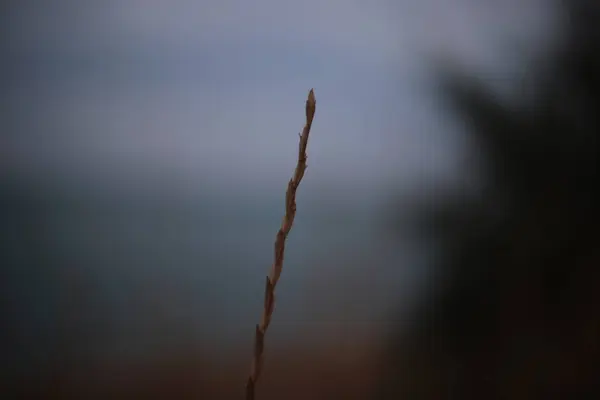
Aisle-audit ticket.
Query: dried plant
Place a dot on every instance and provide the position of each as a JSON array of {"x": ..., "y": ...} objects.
[{"x": 286, "y": 226}]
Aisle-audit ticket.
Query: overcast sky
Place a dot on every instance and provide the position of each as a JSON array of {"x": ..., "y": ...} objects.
[{"x": 115, "y": 91}]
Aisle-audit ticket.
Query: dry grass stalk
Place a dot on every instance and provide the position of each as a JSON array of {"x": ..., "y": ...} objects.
[{"x": 286, "y": 226}]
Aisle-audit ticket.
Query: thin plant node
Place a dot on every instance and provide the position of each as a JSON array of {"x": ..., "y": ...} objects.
[{"x": 276, "y": 268}]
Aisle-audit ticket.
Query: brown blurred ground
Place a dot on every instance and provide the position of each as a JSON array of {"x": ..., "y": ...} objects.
[{"x": 332, "y": 369}]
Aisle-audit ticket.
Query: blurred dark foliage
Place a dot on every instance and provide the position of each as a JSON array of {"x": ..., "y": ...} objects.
[{"x": 513, "y": 309}]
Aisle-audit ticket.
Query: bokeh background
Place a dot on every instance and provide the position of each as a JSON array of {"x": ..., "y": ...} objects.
[{"x": 144, "y": 153}]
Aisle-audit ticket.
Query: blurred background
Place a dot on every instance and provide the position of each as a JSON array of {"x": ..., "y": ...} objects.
[{"x": 145, "y": 151}]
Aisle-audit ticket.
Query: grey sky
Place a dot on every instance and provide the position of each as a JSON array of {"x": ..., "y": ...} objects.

*-*-*

- [TO DO]
Give all the lines above again, character for character, without pictures.

- [THE RESPONSE]
Aisle-audit ticket.
Query: dried plant
Place a dot on every instance and provide the position of each as a JSON array of {"x": ..., "y": ...} objects.
[{"x": 286, "y": 226}]
Aisle-audit ticket.
Query: overcast sky
Place a dot on every instance and provide the position of each as a JSON array of {"x": ..., "y": ...} objects.
[{"x": 115, "y": 91}]
Aisle-audit ticket.
Query: dry grass stalk
Place a dot on every instance and provide the position of each as a JSON array of {"x": ..., "y": ...} objects.
[{"x": 286, "y": 226}]
Aisle-audit ticket.
Query: thin plant node
Place a dot on every instance and provide the position of each as a JSON array of {"x": ..., "y": ...} objects.
[{"x": 276, "y": 268}]
Aisle-audit ticket.
Query: brown blurred ground
Place a dot on every instance and provide the position of each as a JSON array of {"x": ..., "y": ...} objects.
[{"x": 332, "y": 369}]
Aisle-audit ticket.
Query: blurred dark foliage
Place a dot on every instance and provide the position of each as a JSON array of {"x": ..., "y": ...} objects.
[{"x": 513, "y": 309}]
Aisle-audit ticket.
Query: bokeh background
Place a dot on every instance and provide the position of each as a JSON array of {"x": ..., "y": ...} objects.
[{"x": 144, "y": 153}]
Aisle-audit ticket.
Query: blurred background
Place a dot on every instance and provide the position of each as a JSON array of {"x": ..., "y": ...} objects.
[{"x": 145, "y": 151}]
Aisle-audit ticket.
Query: grey sky
Place a dot on every instance and provide the position of each as a JSON array of {"x": ..., "y": ...} objects.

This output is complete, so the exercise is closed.